• RECORDS SHOWN:
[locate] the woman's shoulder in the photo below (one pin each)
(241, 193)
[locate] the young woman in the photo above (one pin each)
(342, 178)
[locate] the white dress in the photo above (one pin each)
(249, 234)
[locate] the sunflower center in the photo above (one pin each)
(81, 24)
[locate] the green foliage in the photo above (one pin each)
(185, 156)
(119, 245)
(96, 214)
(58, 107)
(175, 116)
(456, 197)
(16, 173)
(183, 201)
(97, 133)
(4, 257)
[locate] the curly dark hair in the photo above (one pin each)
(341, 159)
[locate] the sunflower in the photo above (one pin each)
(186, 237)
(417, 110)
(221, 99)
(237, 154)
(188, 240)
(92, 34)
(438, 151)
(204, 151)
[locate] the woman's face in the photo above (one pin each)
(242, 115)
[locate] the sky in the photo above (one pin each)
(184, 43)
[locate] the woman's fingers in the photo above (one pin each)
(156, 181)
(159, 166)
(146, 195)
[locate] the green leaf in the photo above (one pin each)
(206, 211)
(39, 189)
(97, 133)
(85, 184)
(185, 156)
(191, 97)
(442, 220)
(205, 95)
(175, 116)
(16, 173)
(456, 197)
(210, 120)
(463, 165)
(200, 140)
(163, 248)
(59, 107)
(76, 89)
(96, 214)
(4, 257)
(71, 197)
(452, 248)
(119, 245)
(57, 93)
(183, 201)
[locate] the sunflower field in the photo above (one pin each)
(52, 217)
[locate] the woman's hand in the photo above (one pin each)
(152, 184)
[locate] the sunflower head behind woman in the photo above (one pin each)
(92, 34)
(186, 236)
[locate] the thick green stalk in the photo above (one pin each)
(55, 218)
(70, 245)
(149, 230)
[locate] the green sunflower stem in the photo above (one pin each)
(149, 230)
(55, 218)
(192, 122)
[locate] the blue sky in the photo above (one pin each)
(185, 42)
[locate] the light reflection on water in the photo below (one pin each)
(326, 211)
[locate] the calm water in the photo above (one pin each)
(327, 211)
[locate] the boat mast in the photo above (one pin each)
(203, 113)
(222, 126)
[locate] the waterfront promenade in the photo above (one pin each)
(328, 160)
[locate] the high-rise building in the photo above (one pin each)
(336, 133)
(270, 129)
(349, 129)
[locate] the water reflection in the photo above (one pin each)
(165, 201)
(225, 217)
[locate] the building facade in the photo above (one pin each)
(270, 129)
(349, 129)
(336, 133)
...
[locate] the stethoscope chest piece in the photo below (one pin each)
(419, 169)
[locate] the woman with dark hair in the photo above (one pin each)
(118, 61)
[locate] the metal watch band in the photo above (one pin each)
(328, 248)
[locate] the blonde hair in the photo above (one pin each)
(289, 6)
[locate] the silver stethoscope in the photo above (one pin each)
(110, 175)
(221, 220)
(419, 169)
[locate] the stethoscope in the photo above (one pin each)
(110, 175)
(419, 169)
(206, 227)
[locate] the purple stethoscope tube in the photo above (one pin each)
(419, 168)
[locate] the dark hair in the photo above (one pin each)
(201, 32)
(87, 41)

• WHAT IS EXPECTED:
Filter the rows above and copy out each one that contains the word "below".

• RESPONSE TO THE TASK:
[locate] the woman's shoulder in the photo below (one pin each)
[locate] the light reflection on water in the photo below (one pin each)
[locate] the stethoscope chest piece in the photo below (one pin each)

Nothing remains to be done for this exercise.